-- Start of Stored records --
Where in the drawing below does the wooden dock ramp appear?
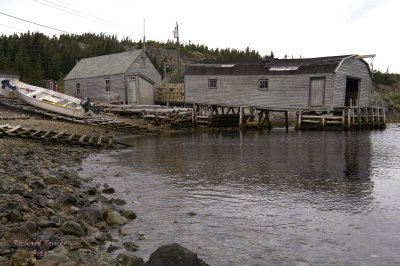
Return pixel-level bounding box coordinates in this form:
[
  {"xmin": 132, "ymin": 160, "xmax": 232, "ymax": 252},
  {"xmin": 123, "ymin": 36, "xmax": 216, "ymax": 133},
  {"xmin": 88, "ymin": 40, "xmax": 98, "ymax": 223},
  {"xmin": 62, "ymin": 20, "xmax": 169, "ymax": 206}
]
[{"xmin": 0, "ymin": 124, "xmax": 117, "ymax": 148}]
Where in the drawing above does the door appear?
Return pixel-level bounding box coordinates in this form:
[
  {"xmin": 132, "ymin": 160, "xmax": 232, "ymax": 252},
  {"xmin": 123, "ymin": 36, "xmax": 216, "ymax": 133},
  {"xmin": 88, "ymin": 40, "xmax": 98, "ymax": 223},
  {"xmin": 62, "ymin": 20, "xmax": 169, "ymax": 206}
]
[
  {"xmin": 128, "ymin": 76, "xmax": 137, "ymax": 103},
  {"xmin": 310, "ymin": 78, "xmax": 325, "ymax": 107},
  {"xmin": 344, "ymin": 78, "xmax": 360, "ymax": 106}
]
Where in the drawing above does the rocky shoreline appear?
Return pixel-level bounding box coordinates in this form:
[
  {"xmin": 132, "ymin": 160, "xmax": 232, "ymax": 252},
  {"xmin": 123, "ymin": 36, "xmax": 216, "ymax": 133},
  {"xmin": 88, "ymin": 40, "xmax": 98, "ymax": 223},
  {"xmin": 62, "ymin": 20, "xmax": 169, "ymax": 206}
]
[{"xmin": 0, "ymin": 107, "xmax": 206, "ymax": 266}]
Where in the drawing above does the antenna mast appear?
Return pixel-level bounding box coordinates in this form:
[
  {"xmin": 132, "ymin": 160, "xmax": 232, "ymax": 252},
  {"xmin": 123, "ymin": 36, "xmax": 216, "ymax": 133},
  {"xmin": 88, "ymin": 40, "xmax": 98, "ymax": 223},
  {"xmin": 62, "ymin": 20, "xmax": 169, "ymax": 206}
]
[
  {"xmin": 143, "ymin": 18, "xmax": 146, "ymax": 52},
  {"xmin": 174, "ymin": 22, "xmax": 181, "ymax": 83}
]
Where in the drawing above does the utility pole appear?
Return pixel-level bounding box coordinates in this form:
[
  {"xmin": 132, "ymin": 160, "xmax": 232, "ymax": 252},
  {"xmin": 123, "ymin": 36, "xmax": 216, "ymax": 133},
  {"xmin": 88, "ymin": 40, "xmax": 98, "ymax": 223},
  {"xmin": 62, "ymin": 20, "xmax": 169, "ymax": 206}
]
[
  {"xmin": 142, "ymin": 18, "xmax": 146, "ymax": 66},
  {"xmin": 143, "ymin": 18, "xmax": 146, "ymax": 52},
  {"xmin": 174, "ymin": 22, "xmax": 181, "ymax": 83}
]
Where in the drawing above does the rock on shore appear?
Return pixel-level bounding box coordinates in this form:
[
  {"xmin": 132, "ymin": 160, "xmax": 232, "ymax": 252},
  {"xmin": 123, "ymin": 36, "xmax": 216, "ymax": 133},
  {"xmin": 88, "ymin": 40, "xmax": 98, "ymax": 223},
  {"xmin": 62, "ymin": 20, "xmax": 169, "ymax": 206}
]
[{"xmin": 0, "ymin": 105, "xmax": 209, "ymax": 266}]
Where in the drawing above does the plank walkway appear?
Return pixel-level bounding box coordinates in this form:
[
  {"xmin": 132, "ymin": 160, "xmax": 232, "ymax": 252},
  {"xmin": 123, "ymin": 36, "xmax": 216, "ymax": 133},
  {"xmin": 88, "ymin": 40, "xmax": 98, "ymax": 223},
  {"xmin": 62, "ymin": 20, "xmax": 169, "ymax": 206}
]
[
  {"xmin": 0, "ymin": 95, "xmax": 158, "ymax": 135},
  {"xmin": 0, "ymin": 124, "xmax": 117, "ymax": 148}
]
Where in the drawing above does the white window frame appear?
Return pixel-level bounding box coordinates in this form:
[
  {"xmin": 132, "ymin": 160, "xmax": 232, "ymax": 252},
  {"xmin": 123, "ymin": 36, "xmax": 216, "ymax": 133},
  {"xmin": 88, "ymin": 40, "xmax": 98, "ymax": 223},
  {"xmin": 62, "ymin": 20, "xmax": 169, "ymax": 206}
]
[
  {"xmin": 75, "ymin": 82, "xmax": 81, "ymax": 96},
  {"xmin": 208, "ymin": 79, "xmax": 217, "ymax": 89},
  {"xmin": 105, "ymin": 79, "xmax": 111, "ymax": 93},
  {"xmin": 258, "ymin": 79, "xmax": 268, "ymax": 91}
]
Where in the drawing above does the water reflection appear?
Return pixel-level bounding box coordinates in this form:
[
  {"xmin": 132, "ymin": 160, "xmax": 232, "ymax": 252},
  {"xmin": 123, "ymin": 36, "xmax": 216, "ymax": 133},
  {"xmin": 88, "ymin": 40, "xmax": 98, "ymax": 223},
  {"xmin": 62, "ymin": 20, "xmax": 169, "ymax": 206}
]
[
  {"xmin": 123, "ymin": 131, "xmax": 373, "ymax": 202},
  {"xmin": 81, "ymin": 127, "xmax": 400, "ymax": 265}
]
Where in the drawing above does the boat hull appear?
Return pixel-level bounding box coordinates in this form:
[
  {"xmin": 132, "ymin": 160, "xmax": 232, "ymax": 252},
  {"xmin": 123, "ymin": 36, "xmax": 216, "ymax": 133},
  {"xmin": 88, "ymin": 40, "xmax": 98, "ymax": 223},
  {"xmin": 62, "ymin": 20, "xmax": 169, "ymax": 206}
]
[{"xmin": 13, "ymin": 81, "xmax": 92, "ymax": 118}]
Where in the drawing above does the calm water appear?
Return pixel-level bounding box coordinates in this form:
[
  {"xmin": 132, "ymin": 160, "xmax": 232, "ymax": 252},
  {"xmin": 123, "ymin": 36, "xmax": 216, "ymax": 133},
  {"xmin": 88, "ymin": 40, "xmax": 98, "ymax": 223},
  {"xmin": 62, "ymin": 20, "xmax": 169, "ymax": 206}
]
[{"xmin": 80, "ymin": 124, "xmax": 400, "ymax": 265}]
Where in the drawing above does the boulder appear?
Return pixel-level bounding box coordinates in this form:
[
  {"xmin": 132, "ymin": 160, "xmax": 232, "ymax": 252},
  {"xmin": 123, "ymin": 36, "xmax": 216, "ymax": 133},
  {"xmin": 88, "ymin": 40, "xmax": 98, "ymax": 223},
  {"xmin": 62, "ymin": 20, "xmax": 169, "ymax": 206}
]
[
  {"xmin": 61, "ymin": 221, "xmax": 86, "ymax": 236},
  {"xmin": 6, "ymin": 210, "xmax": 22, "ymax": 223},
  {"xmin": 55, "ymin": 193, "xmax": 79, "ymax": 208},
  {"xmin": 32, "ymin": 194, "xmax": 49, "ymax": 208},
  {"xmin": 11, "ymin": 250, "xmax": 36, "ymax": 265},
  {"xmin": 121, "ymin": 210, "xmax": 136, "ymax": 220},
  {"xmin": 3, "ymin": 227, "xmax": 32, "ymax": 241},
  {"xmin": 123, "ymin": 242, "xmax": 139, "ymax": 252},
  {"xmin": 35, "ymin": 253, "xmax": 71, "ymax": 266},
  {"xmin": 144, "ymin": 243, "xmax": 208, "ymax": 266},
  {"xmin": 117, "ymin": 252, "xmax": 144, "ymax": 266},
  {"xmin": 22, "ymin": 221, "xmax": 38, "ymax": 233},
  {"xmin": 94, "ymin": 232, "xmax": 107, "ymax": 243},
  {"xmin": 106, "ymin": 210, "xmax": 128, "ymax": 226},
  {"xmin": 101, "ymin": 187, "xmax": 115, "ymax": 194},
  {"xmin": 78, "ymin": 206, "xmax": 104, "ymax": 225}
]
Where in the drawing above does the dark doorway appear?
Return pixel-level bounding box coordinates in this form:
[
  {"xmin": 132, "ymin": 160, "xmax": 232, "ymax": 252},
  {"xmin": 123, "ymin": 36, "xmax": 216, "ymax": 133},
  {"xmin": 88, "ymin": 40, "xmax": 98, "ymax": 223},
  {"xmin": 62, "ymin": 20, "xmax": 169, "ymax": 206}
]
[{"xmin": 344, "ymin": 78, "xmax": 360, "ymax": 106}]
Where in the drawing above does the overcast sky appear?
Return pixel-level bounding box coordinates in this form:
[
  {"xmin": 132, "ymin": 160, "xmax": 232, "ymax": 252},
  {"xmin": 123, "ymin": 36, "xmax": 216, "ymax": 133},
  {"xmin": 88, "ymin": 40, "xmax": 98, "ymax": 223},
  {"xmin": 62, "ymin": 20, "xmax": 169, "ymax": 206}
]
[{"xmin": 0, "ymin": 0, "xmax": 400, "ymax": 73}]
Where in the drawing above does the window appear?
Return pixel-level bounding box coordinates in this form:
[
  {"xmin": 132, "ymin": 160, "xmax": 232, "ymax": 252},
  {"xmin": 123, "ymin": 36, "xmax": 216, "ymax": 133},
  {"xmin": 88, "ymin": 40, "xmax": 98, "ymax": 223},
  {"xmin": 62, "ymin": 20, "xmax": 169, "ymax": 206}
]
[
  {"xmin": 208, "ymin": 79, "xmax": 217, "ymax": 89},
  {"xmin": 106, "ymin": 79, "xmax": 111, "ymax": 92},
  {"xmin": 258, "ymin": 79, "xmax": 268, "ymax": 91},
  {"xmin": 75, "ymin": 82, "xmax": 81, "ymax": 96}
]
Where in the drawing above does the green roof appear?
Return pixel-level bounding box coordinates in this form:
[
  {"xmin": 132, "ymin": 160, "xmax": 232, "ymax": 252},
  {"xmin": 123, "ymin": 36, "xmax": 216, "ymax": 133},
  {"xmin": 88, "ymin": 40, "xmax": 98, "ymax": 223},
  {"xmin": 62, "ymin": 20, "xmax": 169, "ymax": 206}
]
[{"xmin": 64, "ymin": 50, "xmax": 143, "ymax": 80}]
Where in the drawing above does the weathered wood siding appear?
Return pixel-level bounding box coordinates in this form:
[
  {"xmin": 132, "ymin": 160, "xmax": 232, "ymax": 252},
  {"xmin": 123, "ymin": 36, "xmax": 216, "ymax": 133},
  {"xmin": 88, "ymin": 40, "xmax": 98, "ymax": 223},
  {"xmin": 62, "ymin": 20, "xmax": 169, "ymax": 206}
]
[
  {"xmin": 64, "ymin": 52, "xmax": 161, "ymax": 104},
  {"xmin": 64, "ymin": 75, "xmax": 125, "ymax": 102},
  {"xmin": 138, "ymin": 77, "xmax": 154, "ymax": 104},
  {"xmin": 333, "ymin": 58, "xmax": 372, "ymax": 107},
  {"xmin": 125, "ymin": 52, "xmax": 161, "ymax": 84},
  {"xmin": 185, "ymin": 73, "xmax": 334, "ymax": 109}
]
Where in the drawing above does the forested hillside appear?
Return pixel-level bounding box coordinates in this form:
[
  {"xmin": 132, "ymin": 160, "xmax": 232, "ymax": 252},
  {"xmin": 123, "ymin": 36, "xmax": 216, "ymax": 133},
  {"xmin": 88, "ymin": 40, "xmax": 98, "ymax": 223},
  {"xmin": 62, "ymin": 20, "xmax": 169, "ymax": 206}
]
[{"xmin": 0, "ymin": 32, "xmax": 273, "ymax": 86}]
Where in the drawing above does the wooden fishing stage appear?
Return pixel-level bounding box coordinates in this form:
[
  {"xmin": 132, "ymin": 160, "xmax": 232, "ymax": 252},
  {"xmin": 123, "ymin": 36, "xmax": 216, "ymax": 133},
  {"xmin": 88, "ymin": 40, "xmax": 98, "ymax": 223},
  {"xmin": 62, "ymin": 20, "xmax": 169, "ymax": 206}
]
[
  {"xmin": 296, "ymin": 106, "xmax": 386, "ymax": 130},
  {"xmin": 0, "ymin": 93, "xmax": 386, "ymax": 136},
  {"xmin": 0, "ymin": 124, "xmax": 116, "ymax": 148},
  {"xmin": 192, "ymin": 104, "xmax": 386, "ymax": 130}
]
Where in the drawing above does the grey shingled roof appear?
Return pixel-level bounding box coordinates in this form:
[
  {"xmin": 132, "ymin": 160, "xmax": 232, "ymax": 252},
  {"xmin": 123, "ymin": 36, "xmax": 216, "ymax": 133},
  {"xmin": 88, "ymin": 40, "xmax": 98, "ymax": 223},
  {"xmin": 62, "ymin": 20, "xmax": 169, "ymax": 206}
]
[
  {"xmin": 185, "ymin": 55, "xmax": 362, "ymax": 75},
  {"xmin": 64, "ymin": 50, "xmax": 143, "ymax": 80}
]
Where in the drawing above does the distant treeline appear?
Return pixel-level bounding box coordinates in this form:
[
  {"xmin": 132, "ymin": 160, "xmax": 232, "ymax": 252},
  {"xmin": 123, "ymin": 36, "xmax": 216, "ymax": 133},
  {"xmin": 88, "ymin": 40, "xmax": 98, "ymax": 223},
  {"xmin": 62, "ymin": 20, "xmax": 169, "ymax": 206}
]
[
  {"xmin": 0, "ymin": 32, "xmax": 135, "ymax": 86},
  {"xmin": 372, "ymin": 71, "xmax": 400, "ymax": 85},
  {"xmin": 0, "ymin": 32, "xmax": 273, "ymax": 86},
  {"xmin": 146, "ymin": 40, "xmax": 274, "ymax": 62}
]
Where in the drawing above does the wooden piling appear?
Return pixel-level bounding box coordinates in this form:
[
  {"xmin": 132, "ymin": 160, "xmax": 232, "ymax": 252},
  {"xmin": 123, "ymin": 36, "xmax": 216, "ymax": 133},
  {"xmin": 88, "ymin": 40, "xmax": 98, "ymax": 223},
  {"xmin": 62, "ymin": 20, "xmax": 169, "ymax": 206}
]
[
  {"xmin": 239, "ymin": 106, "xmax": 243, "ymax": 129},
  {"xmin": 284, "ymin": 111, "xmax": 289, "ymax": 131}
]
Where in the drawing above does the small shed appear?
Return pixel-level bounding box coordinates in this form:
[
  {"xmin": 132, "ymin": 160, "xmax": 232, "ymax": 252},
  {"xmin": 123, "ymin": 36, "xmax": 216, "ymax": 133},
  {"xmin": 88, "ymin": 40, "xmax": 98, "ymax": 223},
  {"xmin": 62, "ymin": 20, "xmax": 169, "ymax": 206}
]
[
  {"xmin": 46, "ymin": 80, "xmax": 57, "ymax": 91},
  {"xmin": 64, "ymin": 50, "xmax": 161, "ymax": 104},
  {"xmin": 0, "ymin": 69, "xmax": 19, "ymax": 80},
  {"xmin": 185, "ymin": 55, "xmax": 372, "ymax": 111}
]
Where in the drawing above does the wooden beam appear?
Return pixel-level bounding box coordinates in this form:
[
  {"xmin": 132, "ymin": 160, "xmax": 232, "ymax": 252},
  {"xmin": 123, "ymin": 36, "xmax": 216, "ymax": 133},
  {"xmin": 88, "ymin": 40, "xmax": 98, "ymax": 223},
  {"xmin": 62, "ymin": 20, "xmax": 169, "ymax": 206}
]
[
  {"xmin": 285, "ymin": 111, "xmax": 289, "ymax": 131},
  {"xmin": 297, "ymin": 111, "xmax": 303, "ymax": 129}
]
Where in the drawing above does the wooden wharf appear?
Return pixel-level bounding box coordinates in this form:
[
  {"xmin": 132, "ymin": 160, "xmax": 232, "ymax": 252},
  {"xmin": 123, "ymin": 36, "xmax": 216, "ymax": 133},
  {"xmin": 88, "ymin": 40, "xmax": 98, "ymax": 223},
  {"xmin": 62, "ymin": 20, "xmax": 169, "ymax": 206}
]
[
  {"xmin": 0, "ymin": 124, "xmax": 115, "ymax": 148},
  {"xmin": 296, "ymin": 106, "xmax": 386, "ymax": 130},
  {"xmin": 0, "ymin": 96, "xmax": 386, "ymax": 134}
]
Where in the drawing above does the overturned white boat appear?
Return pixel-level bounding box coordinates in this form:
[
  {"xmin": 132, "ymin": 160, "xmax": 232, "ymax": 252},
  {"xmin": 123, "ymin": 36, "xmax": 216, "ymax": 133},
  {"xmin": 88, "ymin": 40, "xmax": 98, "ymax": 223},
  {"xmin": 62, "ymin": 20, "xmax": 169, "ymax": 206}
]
-- End of Stored records --
Goal — Please extract each line from the rows above that contains the word "white" and copy it in full.

Written response —
Where in the drawing above does the white window frame appear?
Where in the drawing above does the overturned white boat appear?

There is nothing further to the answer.